## AIM
Select each line below that contains the string "city" and copy those lines. Case counts, so uppercase and lowercase letters must match.
-- begin RECORDS SHOWN --
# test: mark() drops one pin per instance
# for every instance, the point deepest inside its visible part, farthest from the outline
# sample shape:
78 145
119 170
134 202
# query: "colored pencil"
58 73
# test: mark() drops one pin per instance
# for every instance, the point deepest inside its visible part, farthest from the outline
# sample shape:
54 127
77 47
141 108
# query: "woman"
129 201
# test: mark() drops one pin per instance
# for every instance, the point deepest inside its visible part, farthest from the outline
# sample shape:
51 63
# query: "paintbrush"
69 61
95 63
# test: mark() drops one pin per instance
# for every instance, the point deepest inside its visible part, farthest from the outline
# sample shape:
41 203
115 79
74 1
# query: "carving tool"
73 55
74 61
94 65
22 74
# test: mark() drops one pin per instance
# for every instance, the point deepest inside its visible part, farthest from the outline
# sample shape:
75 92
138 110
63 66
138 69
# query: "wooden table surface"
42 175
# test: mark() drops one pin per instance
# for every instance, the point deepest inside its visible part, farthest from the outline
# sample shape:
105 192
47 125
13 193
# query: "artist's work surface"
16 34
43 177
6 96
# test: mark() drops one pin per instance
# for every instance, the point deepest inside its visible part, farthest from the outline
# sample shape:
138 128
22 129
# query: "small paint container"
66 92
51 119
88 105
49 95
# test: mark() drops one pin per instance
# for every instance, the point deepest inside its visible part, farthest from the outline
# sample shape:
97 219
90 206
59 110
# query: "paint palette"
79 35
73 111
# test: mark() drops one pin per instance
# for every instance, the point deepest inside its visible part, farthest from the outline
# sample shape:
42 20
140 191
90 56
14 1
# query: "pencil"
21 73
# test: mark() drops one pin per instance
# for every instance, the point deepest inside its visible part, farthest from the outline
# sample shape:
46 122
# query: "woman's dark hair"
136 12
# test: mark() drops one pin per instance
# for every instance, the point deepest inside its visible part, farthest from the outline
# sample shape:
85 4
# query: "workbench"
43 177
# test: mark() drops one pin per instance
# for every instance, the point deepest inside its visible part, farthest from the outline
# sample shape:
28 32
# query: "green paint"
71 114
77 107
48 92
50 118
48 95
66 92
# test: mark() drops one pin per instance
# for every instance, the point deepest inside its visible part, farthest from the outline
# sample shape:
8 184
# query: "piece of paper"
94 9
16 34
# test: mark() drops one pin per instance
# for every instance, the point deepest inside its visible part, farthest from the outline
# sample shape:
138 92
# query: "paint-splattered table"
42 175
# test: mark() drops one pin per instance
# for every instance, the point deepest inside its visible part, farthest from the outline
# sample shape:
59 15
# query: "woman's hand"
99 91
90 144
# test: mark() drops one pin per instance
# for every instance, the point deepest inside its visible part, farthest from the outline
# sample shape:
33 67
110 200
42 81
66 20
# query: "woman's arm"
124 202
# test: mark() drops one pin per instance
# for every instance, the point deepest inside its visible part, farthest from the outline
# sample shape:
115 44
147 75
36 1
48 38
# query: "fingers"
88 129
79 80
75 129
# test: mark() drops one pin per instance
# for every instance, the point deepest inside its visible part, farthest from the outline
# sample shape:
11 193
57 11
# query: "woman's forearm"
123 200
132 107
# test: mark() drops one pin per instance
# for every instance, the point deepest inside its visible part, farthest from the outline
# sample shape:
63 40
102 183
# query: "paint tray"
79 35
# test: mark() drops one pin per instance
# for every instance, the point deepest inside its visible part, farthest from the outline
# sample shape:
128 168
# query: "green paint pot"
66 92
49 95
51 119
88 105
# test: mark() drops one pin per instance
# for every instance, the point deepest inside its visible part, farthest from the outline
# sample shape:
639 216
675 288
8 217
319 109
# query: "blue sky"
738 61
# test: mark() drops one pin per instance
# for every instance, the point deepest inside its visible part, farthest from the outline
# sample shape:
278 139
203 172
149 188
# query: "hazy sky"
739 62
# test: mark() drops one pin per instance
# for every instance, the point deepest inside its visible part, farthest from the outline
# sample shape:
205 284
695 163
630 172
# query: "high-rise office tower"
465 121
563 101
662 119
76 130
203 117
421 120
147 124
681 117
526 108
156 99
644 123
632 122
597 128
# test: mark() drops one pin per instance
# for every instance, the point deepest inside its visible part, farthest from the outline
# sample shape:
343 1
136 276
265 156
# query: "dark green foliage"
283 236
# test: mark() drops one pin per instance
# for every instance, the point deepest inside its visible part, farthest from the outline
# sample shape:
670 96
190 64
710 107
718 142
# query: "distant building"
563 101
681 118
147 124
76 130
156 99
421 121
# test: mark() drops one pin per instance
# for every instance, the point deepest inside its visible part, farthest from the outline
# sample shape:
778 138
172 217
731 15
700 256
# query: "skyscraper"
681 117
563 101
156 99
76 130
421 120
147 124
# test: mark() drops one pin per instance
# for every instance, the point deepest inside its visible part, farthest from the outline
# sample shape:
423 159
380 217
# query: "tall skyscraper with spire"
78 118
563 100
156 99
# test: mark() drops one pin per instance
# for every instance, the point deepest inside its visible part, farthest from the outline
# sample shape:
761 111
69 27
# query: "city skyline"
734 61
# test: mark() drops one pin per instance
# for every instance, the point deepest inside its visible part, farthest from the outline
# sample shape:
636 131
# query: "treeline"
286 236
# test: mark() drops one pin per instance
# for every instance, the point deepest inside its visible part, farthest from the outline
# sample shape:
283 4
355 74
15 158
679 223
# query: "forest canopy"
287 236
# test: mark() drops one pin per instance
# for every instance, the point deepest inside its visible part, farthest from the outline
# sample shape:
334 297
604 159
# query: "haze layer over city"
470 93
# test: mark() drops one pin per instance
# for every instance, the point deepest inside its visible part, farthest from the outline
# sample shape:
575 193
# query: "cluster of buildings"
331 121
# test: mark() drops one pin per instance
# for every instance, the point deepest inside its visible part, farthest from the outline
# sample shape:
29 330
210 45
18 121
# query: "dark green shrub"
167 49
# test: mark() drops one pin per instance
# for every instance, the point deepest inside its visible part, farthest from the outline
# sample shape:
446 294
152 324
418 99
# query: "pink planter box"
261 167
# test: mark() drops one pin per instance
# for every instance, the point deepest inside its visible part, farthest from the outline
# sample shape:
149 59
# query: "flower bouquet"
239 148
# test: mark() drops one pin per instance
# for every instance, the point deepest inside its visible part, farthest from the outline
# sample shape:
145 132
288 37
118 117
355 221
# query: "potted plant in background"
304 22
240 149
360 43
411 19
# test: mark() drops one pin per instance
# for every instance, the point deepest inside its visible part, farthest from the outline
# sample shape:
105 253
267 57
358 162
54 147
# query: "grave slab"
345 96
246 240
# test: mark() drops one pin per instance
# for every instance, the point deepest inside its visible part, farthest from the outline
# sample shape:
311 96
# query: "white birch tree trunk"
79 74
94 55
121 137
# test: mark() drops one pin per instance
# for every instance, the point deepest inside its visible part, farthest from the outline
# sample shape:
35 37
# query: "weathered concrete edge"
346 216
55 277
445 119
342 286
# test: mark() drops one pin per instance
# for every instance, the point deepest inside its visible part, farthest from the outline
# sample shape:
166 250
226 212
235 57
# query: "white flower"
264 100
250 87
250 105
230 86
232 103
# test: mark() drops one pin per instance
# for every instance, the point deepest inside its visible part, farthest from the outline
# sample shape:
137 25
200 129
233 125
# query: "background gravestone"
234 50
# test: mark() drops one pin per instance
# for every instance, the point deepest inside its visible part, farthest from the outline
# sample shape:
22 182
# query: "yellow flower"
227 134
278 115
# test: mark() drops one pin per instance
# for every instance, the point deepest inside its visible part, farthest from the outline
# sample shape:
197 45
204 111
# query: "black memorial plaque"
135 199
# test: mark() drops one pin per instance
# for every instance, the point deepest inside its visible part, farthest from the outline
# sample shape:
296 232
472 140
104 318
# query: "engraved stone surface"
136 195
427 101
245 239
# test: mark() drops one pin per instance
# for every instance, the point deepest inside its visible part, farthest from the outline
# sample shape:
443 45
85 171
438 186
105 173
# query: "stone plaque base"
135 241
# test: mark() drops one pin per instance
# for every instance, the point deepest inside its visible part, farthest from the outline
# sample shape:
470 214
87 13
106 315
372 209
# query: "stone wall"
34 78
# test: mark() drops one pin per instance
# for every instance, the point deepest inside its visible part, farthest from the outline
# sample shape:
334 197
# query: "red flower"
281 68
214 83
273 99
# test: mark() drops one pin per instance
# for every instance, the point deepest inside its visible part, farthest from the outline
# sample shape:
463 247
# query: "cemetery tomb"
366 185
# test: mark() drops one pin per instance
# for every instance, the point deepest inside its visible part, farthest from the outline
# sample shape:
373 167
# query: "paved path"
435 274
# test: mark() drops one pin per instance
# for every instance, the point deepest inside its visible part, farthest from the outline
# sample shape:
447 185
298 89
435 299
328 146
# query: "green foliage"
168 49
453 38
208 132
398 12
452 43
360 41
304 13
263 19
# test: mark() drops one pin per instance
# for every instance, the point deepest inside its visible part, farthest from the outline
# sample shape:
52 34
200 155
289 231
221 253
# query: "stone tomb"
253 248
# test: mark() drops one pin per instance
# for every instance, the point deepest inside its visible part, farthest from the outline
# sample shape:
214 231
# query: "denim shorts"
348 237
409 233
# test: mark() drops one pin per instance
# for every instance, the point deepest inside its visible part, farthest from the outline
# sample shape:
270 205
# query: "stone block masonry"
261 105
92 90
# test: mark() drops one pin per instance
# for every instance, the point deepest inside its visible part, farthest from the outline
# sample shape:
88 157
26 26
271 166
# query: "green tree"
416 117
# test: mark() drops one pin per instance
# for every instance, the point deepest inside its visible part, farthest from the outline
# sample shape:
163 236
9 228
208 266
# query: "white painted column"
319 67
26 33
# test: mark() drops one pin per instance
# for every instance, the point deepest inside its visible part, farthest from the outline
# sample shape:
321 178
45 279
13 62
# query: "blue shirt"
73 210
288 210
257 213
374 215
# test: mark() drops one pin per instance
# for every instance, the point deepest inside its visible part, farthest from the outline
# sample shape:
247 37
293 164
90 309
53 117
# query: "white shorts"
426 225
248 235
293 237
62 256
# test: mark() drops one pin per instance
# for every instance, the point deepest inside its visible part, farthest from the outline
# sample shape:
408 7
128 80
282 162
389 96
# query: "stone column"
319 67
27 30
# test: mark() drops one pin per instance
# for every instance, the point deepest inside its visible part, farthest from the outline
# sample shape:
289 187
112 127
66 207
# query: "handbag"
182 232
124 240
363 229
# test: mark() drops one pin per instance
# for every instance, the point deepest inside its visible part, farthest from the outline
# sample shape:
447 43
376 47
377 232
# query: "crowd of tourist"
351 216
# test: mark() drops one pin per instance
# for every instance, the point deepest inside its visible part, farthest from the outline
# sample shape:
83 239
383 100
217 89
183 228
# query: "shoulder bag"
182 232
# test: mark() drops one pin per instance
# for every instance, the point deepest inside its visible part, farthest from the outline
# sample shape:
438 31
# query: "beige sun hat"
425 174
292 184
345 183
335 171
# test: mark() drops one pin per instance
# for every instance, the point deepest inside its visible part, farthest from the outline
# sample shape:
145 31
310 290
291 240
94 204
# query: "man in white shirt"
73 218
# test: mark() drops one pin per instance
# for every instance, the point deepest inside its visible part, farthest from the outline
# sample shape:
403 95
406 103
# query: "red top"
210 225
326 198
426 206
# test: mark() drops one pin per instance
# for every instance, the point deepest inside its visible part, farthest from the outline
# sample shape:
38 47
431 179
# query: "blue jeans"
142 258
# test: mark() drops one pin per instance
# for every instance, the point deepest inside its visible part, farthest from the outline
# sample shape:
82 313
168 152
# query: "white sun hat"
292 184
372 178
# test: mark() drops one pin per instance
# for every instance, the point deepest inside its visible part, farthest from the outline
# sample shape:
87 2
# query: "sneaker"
-- end RECORDS SHOWN --
## RESULT FOR THIS TASK
# query: "city skyline"
# query: "haze layer over city"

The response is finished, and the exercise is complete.